— Supplied material —

----

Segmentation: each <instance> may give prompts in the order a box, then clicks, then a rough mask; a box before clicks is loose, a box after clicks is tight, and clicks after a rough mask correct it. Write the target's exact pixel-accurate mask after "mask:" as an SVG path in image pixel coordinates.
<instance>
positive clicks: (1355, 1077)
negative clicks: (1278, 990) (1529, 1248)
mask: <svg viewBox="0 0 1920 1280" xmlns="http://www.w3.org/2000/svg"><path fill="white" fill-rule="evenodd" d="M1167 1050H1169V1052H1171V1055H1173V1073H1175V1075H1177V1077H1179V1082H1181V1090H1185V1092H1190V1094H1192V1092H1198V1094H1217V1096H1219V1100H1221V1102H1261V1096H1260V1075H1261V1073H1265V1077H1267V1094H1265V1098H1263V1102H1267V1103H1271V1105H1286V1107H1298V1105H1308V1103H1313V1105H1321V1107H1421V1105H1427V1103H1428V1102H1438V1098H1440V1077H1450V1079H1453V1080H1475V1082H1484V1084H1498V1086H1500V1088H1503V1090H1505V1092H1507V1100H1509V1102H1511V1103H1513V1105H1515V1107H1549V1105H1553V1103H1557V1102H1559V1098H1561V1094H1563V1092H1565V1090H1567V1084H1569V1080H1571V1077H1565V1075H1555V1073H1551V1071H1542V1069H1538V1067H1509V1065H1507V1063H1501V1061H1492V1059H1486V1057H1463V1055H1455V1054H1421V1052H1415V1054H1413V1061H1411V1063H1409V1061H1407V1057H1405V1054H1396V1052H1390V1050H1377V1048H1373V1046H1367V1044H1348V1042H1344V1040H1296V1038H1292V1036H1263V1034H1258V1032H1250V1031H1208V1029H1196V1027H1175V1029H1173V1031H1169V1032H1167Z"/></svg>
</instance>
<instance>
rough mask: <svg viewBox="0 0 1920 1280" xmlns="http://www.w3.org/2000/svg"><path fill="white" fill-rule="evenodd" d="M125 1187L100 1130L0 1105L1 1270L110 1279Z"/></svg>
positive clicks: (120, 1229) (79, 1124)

----

— Work to be completed —
Could you retype every record above exactly as it appears?

— Response to this task —
Segmentation: each <instance> may give prompts in the order a box, then clicks, then a rough mask; a box before clicks is loose, a box after clicks is tight, and clicks after a rough mask correct it. Write the target's exact pixel-accurate mask after "mask:" as an SVG path in image pixel coordinates.
<instance>
positive clicks: (1355, 1077)
negative clicks: (1278, 990) (1529, 1248)
mask: <svg viewBox="0 0 1920 1280" xmlns="http://www.w3.org/2000/svg"><path fill="white" fill-rule="evenodd" d="M1167 1050H1169V1052H1171V1055H1173V1073H1175V1075H1177V1077H1179V1082H1181V1090H1185V1092H1190V1094H1192V1092H1198V1094H1217V1096H1219V1100H1221V1102H1261V1096H1260V1075H1261V1073H1265V1077H1267V1094H1265V1098H1263V1102H1267V1103H1271V1105H1286V1107H1298V1105H1308V1103H1313V1105H1321V1107H1421V1105H1427V1103H1428V1102H1438V1098H1440V1077H1450V1079H1453V1080H1475V1082H1484V1084H1498V1086H1500V1088H1503V1090H1505V1092H1507V1100H1509V1102H1511V1103H1513V1105H1515V1107H1549V1105H1553V1103H1557V1102H1559V1098H1561V1094H1563V1092H1565V1090H1567V1084H1569V1080H1571V1077H1565V1075H1555V1073H1551V1071H1542V1069H1538V1067H1509V1065H1507V1063H1501V1061H1492V1059H1486V1057H1463V1055H1455V1054H1421V1052H1415V1054H1413V1061H1411V1063H1409V1061H1407V1057H1405V1054H1396V1052H1390V1050H1377V1048H1373V1046H1367V1044H1348V1042H1344V1040H1296V1038H1292V1036H1263V1034H1258V1032H1250V1031H1208V1029H1196V1027H1175V1029H1173V1031H1169V1032H1167Z"/></svg>
</instance>
<instance>
rough mask: <svg viewBox="0 0 1920 1280" xmlns="http://www.w3.org/2000/svg"><path fill="white" fill-rule="evenodd" d="M125 1187L100 1130L0 1105L1 1270L110 1279Z"/></svg>
positive clicks: (120, 1229) (79, 1124)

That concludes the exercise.